--- Task objective ---
Omitting the pictures, restate all of the entries below exactly.

--- Entries shown ---
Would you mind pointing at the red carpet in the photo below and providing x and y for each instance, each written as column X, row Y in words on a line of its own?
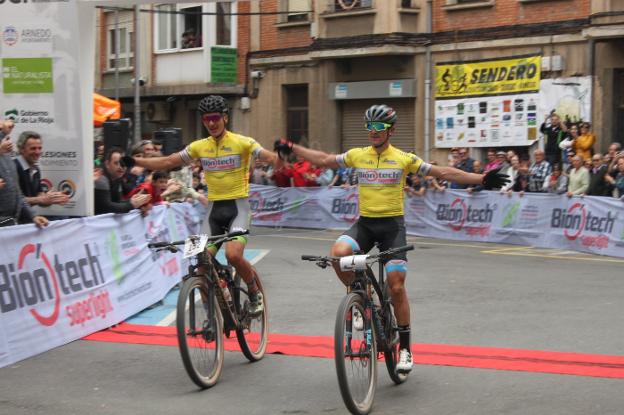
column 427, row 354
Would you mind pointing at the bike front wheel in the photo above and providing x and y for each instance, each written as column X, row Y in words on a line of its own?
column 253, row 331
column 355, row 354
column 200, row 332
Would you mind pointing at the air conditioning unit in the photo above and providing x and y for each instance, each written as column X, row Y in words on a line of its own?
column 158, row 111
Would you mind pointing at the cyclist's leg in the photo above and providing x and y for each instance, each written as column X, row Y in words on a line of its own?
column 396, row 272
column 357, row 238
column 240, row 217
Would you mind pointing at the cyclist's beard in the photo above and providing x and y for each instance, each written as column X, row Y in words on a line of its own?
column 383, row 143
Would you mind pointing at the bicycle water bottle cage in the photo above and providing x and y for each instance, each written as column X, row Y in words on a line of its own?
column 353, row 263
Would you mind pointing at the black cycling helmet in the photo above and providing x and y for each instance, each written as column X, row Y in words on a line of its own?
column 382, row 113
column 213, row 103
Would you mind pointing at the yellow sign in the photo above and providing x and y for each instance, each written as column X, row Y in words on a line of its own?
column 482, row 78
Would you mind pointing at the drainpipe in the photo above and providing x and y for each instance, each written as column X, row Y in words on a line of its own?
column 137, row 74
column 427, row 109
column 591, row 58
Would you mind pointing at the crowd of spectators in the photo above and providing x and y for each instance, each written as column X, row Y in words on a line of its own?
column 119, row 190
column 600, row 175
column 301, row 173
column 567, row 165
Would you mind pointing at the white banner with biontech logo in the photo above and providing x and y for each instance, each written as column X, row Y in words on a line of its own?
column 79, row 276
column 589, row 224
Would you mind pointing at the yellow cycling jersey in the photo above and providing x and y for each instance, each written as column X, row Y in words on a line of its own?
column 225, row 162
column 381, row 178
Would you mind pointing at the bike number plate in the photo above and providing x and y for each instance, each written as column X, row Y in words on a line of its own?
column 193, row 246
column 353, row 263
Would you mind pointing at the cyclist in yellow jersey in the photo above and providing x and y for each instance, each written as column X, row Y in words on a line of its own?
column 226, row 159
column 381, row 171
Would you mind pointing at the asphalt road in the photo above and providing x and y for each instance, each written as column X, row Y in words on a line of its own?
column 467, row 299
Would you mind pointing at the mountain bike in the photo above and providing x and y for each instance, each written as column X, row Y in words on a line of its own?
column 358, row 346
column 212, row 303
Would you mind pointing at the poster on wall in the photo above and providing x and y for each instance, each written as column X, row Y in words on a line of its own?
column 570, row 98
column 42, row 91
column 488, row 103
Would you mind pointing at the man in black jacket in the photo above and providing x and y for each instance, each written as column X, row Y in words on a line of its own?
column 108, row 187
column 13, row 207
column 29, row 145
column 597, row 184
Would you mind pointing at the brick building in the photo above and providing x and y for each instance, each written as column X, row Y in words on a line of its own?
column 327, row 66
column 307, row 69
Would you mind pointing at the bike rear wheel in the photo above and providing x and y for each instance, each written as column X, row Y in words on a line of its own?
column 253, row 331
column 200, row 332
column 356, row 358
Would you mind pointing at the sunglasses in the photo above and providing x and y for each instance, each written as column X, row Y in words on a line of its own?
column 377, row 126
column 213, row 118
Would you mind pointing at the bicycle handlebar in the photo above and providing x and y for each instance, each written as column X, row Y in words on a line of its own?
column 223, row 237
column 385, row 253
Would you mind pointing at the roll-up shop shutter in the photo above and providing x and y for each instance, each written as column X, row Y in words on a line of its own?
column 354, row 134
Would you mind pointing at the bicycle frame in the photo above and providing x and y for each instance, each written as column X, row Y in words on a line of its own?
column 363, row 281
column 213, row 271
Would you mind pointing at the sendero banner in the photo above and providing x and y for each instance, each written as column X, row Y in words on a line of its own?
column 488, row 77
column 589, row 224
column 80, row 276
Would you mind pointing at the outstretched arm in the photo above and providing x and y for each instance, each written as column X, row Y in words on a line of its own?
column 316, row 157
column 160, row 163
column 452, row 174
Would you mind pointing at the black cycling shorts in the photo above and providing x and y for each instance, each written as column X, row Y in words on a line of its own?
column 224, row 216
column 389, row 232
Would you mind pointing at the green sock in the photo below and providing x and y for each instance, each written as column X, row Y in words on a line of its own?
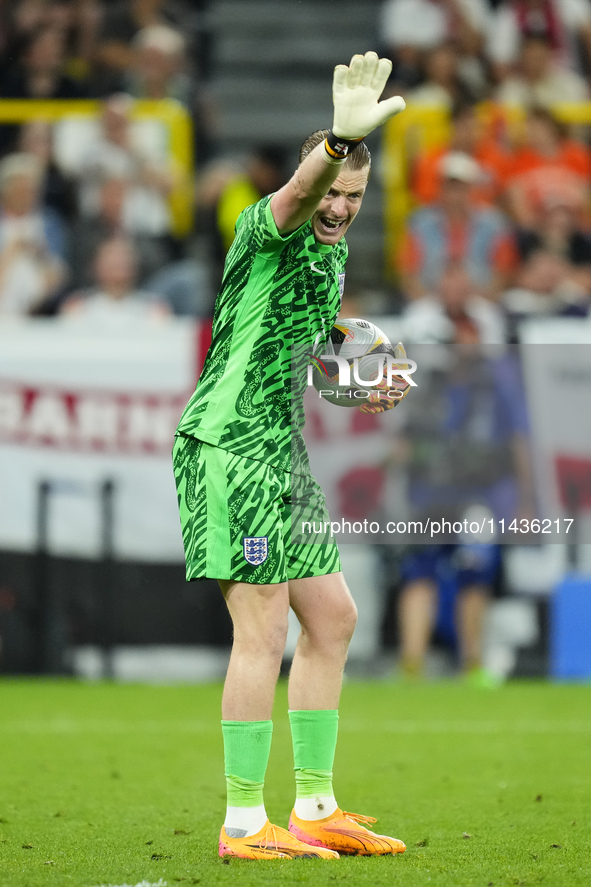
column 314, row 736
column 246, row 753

--- Answer box ---
Would you mind pointing at the red carpet in the photo below and providing x and y for each instance, each written as column X, row Y in words on a line of its own?
column 427, row 354
Would you mind pointing at the bike front wheel in the photo above and providing x and y for each instance, each written as column X, row Y in words on a line of its own?
column 253, row 331
column 355, row 354
column 200, row 332
Would you mind pointing at the air conditioning unit in the photo above and providing x and y for each instance, each written as column X, row Y in words on a line of its own?
column 158, row 111
Would you mind pointing at the cyclist's leg in the photo above and providing x and y for each instance, each written as column X, row Y in words on a line of its own?
column 396, row 272
column 357, row 238
column 240, row 217
Would you mind pointing at the cyclist's beard in the photo above and providing x and y for each instance, each written as column X, row Y in words on a line of its own?
column 383, row 143
Would you mind pointing at the bicycle water bottle cage in the photo above and providing x and y for each instance, each written as column X, row Y in words on a line of its own?
column 353, row 263
Would you mind pointing at the black cycling helmet in the photo above and providing x and y for each instance, each written as column X, row Y in words on a line of its own?
column 382, row 113
column 213, row 103
Would you mind pointing at the yellow sign in the photo above and providing x and y for each instance, each written as column X, row Y in words on a line of its own?
column 482, row 78
Would you mind pointing at the drainpipe in the photo above and providing x and y for each instance, each written as column X, row Y in words on a line of its own?
column 137, row 74
column 427, row 109
column 591, row 58
Would you mind pointing at the crowd of spectators in the photo above and providing x and y for each instance, each written as column X, row Y in words on a line of its own?
column 119, row 190
column 600, row 175
column 301, row 173
column 567, row 165
Would you mind pointing at the white banner with biontech logo in the photo above and providing x and y for each instance, each written as column X, row Y in words on a line of its own?
column 79, row 276
column 589, row 224
Would you mind pointing at the yellow cycling jersey in the photo above and providing x and y for each instance, each written as column X, row Y in words on a line of its own?
column 225, row 162
column 381, row 178
Would you mind pointing at the bike number plate in the photo above and providing x and y for each instance, each written as column X, row Y in words on a line of its own?
column 193, row 246
column 353, row 263
Would you mind pointing at the cyclist in yellow jersey in the photo above and providing x and y for each instance, each written as column X, row Y in words on a line of its own?
column 226, row 159
column 381, row 171
Would you mind pointing at the asphalt road in the photo above and providing x and y for each instance, each written as column X, row Y in words on a line of its own?
column 467, row 299
Would you mind pointing at the mountain bike in the photo above and providing x and y for each instance, each written as column X, row Y in words on a line of its own?
column 358, row 346
column 212, row 303
Would you mind pointing at the poster on wall in the photo above and providing x and y for each instance, each written as column X, row Y in words on a line of its own?
column 570, row 98
column 42, row 91
column 488, row 103
Would you mind pointing at the man in black jacket in the photo above and providing x and y for each instance, each written as column X, row Y in words on a line of its own?
column 108, row 187
column 13, row 207
column 29, row 145
column 597, row 184
Would you mind pointing at the brick building in the photo above and providing x and y for each instance, each written as column X, row Y in words on a line of its own?
column 327, row 66
column 307, row 69
Would you mind pointing at the bike rear wheel in the photo above and providing x and y for each instance, each written as column X, row Y in words on a line of its own?
column 253, row 331
column 200, row 332
column 356, row 358
Would you mind pointing at the sunglasses in the photo above and providing x and y for each instance, each written as column X, row Y in words on a line of its own?
column 377, row 126
column 213, row 118
Would you mind pointing at the bicycle handlebar in the photo above and providing x and y for each instance, each written as column X, row Y in words on a line of its own?
column 223, row 237
column 385, row 253
Would you mind pointing at the roll-up shop shutter in the photo above and providing x and y for each instance, each written as column X, row Y in words on a line of its own?
column 354, row 134
Would you mind pointing at the bicycle frame in the photo above and providing x and y for each instance, each written as column X, row Y in words on a line of its own?
column 363, row 281
column 213, row 271
Would you mind pointing at the sendero banner in the photo above and providing x and y for each instance, each written as column X, row Y in words on a line of its own?
column 488, row 77
column 589, row 224
column 80, row 276
Would you mind pointing at the outstretched arm in the photo above and providing x and y for each instance, each written as column X, row Y in words on a line of its own?
column 316, row 157
column 160, row 163
column 452, row 174
Would you mind pointing at the black cycling shorts in the photo above and providing x and y for each instance, each written as column X, row Y in words on a line of its own?
column 224, row 216
column 389, row 232
Would you mind pointing at the green sock in the photo below and providing x and y for each instance, each written as column X, row Y in words on a line of its own?
column 314, row 736
column 246, row 753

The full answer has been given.